• _Metin Alıntısı_
Lügatte ukud, sıkı bağlamak ve düğümlemek, sağlam bağ ve düğüm demektir. Buradan kay­naklanarak bir kimsenin bir şeyi iltizam veya aheze (gerektirmek, lüzumlu saymak veya sonuçlan­dırarak) kendini veya diğerini bağlamasına veya bağlanmaları­na akid denmiştir. İtikad da bun­dan çıkmıştır. Yeminler de bu ka­bildendir.

'Uluvv:


UIûvv ululan­maktır.
" 'Ulûvv", imana tenezzül et­memek, kibirlenmek, kafa tut­mak, fesad çıkarmak, herhangi bir şeyi ve malları faydalı olacak du­rumdan çıkarmak, Rabbine isyan ile kendini heder etmek anlamla­rında kullanılır.

Umumu'1-kura:


Umumu'1-kura, Mekke-i Mükerreme'dir.

Umyun:


"Umyun" "A'ma" kelimesinin çoğuludur. Körler demektir.

Unşuzu:


Kalkın. Bir kimse, oturduğu yerden kalkıp bir kenara çekildi­ğinde "Neşeze" denir. Geniş zamanı "Yenşizu" gelir. Bunun aslı, "yüksek yer" mânâsına gelen  "Neşez" kökündendir.

Unzurnâ:


Bize bak, bakmak ve "beklemek" mânâsından emirdir. Bir kim­se, birisini bekleyip gözetlediğinde “Nazartu’r-racule” der. Buna göre bu kelimenin mânâsı "Bizi gözet, bize mühlet ver" demek olur.

Unzurunâ:


Bizi bekleyin.

• _Veri Listesi_

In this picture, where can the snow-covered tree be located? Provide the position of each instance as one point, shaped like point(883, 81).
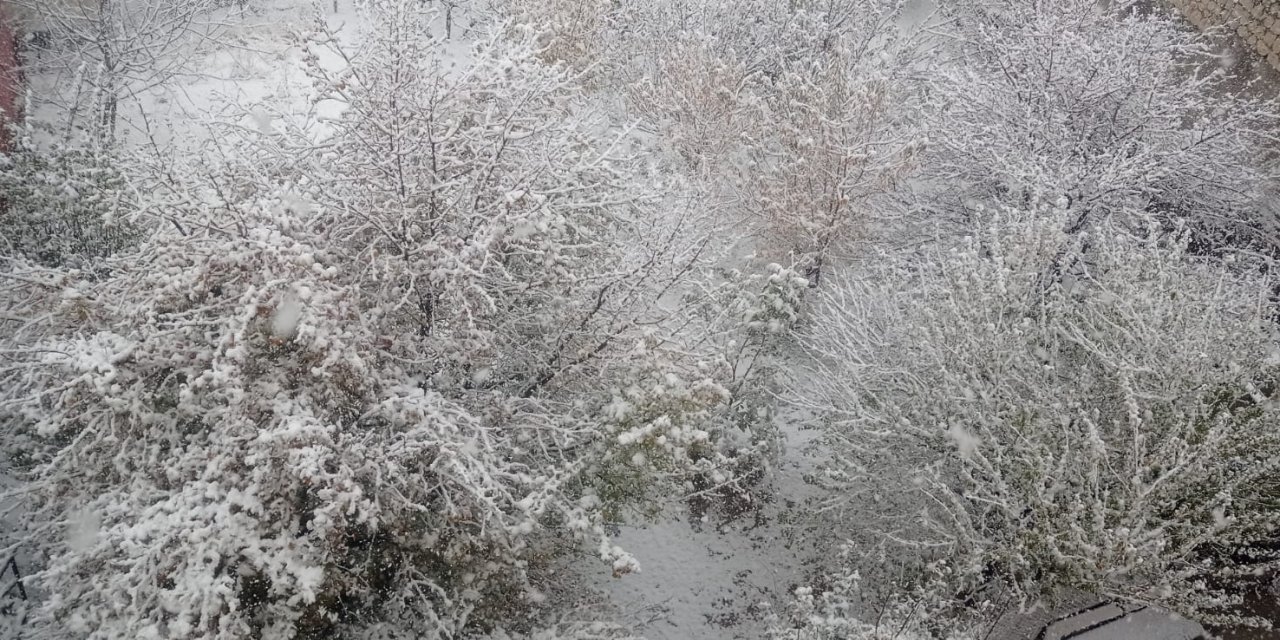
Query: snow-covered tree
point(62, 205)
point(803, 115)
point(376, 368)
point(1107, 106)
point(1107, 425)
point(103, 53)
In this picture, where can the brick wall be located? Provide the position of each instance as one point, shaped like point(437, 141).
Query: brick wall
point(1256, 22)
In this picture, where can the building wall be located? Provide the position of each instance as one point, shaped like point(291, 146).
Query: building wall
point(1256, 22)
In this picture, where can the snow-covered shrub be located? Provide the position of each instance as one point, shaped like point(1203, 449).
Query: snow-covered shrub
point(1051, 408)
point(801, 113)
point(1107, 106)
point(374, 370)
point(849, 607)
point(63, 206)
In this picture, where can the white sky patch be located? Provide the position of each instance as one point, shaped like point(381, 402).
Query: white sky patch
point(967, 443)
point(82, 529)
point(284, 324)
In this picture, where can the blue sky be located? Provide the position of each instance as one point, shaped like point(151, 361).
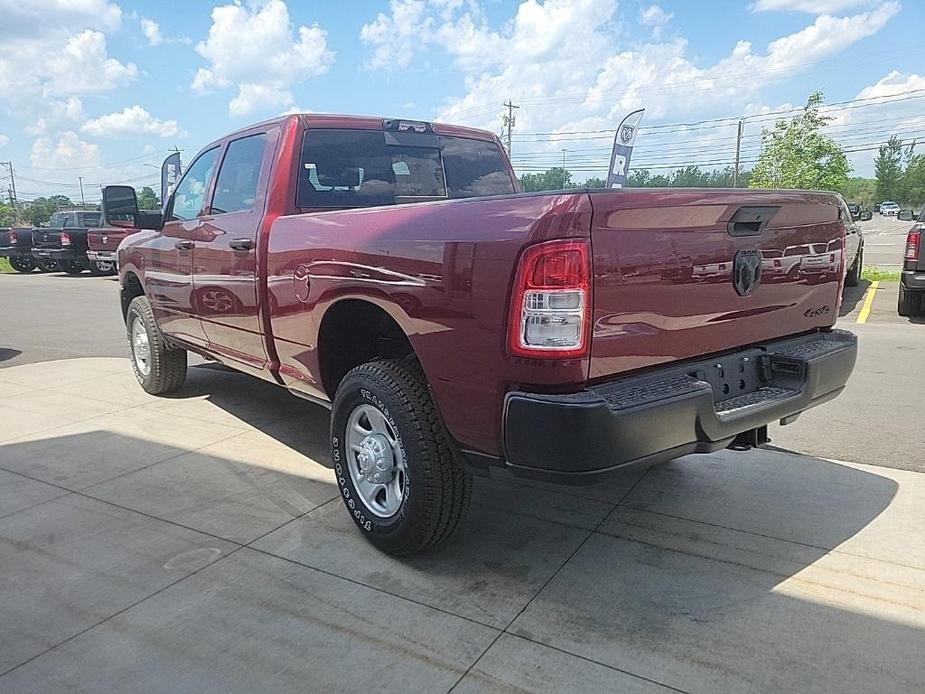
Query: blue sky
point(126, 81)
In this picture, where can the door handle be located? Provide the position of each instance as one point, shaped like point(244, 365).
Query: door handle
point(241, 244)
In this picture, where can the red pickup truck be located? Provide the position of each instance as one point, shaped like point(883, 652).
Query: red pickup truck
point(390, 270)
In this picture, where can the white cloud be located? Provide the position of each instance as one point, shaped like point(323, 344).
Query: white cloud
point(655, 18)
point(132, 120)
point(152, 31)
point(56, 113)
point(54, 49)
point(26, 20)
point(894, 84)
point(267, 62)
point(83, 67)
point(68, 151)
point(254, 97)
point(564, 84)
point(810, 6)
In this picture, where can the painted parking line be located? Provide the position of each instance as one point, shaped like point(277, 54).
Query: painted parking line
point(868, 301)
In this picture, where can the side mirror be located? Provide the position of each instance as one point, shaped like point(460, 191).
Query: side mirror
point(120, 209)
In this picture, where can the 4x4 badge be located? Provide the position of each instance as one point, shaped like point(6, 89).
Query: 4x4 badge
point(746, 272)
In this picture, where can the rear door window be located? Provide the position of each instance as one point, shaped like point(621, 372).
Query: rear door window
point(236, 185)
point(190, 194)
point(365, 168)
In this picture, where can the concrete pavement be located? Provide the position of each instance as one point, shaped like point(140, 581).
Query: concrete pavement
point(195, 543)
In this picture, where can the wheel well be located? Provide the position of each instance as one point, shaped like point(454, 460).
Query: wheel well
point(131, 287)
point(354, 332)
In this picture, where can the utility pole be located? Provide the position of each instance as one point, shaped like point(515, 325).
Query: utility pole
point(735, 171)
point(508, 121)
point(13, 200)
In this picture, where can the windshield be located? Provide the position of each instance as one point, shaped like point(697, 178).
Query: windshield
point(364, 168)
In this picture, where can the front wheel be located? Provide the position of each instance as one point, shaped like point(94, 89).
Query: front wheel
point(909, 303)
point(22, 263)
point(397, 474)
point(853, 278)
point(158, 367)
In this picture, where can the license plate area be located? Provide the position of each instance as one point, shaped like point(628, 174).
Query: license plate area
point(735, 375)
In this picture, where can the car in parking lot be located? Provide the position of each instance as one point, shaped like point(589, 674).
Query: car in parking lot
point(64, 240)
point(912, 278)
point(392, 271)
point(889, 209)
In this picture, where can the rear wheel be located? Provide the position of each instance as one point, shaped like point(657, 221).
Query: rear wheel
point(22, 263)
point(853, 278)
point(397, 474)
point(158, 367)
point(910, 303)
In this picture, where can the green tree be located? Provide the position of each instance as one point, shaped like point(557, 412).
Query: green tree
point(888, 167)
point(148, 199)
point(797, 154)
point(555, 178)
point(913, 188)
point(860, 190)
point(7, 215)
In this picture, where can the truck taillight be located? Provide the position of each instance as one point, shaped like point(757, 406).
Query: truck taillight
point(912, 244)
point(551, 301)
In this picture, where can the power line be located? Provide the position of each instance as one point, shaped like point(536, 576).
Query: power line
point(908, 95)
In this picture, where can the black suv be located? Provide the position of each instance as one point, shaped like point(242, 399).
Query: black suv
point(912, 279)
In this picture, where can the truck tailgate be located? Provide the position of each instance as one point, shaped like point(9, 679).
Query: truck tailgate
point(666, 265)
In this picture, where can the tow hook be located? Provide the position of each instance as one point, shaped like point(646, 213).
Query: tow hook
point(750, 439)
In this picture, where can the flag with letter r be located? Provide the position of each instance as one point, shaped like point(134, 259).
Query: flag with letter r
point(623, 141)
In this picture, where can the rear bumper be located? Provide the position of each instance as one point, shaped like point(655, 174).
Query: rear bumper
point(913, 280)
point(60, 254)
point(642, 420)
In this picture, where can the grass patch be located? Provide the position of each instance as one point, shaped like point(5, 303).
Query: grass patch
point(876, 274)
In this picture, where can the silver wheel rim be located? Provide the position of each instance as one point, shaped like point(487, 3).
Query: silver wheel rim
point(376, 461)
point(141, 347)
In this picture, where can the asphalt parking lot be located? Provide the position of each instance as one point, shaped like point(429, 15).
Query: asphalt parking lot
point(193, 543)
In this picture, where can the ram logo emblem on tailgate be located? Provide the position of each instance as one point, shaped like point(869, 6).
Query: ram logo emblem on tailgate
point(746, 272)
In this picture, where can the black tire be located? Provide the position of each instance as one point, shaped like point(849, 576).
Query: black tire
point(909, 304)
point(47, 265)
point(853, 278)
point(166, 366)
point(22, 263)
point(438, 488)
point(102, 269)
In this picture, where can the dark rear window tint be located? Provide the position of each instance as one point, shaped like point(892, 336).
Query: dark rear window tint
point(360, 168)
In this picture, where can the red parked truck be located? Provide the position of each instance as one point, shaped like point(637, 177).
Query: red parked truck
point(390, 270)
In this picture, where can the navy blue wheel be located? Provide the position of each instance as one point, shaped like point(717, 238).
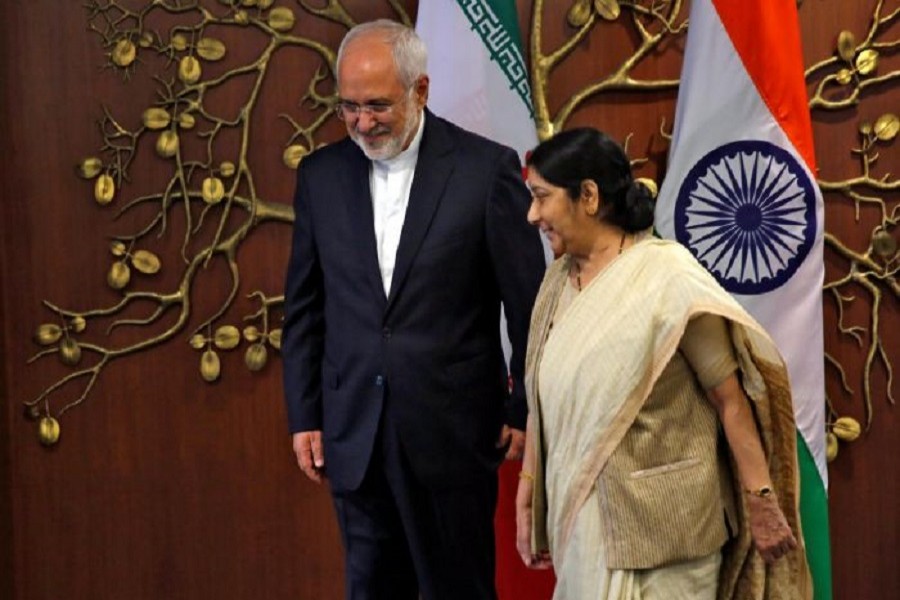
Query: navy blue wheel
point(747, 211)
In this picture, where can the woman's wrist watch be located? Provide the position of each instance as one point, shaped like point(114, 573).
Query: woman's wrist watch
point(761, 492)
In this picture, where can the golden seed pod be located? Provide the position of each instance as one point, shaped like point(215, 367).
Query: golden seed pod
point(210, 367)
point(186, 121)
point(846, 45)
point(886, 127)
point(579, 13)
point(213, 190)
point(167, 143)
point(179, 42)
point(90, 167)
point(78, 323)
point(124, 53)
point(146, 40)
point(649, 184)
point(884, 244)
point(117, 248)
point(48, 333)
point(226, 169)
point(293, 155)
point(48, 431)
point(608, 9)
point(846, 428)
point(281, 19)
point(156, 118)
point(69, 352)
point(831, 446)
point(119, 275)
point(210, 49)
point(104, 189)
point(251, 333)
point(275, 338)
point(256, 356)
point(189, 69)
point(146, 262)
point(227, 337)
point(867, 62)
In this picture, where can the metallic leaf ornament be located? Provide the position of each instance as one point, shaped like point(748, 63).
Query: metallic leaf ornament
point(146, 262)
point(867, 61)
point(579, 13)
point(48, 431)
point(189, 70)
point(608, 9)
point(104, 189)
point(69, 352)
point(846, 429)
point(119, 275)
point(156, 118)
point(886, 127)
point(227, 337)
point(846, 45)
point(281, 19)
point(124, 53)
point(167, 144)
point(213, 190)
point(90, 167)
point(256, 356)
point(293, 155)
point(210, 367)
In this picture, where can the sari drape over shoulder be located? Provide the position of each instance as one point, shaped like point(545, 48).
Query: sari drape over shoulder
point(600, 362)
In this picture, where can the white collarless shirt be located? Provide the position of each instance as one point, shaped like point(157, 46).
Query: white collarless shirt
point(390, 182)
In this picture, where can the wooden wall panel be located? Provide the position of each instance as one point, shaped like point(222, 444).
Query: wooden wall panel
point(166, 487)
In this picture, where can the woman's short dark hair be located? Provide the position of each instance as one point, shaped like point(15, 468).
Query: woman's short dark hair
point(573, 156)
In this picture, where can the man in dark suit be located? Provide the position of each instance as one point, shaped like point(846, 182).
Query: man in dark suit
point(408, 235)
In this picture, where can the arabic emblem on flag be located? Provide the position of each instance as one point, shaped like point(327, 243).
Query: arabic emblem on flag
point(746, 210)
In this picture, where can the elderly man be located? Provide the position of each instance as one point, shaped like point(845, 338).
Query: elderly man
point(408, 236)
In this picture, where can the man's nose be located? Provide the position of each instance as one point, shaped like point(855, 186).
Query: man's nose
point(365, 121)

• _Uyulacak Yönergeler_
Sözlük metninde "Lügatte ukud, sıkı" sözleriyle başlayıp "UIûvv ululan­maktır." sözlerine kadar devam eden bölümü hiçbir değişiklik yapmadan yazın. Yanıtlarınızda yalnızca metne dayanın.

• _Alıştırma Yanıtı_
Lügatte ukud, sıkı bağlamak ve düğümlemek, sağlam bağ ve düğüm demektir. Buradan kay­naklanarak bir kimsenin bir şeyi iltizam veya aheze (gerektirmek, lüzumlu saymak veya sonuçlan­dırarak) kendini veya diğerini bağlamasına veya bağlanmaları­na akid denmiştir. İtikad da bun­dan çıkmıştır. Yeminler de bu ka­bildendir.

'Uluvv:


UIûvv ululan­maktır.